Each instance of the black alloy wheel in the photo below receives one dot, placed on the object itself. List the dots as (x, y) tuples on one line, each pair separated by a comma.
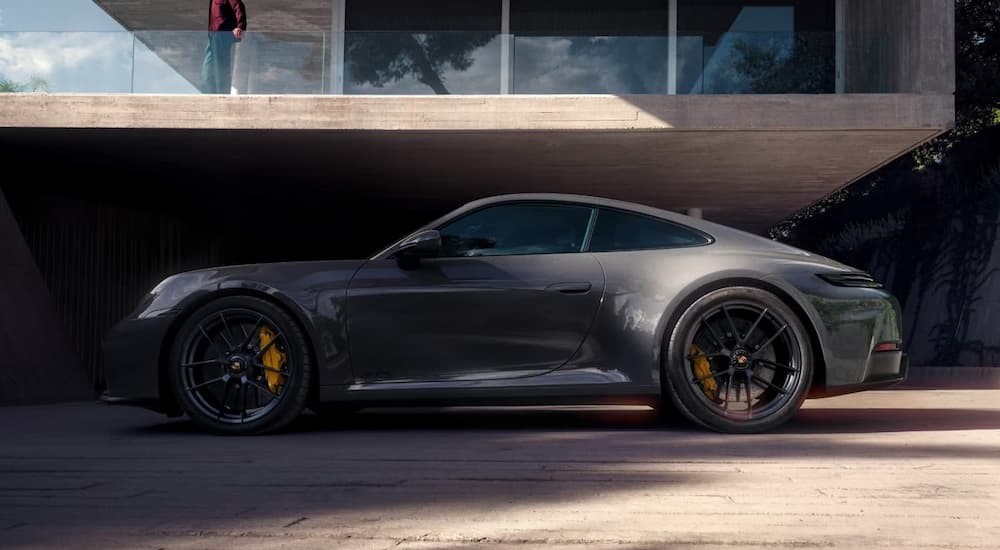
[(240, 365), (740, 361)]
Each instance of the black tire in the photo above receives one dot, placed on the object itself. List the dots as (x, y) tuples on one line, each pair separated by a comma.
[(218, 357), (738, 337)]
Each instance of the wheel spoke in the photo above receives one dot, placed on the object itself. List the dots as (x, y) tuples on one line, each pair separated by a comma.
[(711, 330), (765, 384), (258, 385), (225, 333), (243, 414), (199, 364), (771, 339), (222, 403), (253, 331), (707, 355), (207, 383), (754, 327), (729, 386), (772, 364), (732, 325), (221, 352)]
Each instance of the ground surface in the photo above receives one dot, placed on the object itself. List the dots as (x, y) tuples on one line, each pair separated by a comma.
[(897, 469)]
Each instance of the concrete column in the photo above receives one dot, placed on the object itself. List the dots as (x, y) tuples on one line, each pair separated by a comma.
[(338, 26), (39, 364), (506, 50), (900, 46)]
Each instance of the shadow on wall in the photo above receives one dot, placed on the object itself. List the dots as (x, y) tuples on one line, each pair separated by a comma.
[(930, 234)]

-=-=-

[WHAT IS NEEDED]
Can you recast the items above as a numbered list with no blank lines between entries, leaving out the pictures?

[THE COMPLETED TASK]
1. Each instance of the black alloy wheel in the photo below receives one dot, placed on the object itself. List the dots as (x, y) tuples on one line, each pair separated by a comma.
2. [(240, 365), (740, 361)]
3. Each instance of the black tire in the photo above receives one dot, placed on the object itself. List the dots as (x, y) tuples on one line, each pair separated by a comma.
4. [(218, 357), (738, 337)]
5. Each instance of the wheel spoke in the photo above receives one dot, placed on the object itself. List the dots as (x, y) tuples on one line, each pair separated by a comma.
6. [(711, 330), (765, 384), (258, 385), (225, 333), (243, 414), (199, 364), (771, 339), (222, 403), (253, 331), (707, 355), (207, 383), (754, 327), (729, 386), (772, 364), (732, 325), (221, 352)]
7. Each instance of the ground surface in the photo above receives one dot, placed on the object itself. List the dots as (x, y) tuples on one line, each pair separated by a comma.
8. [(897, 469)]
9. Each instance of the concrete column in the photo above receives one dot, placed on the object itself. List the dots as (x, y) tuples on one line, each pair separated by a comma.
10. [(338, 26), (39, 364), (506, 50), (900, 46)]
11. Each instance of the shadow on wall in the photo above receives one dot, placed on the object itself. List the dots as (x, y) tuples on one line, each pair separated by a comma.
12. [(930, 234)]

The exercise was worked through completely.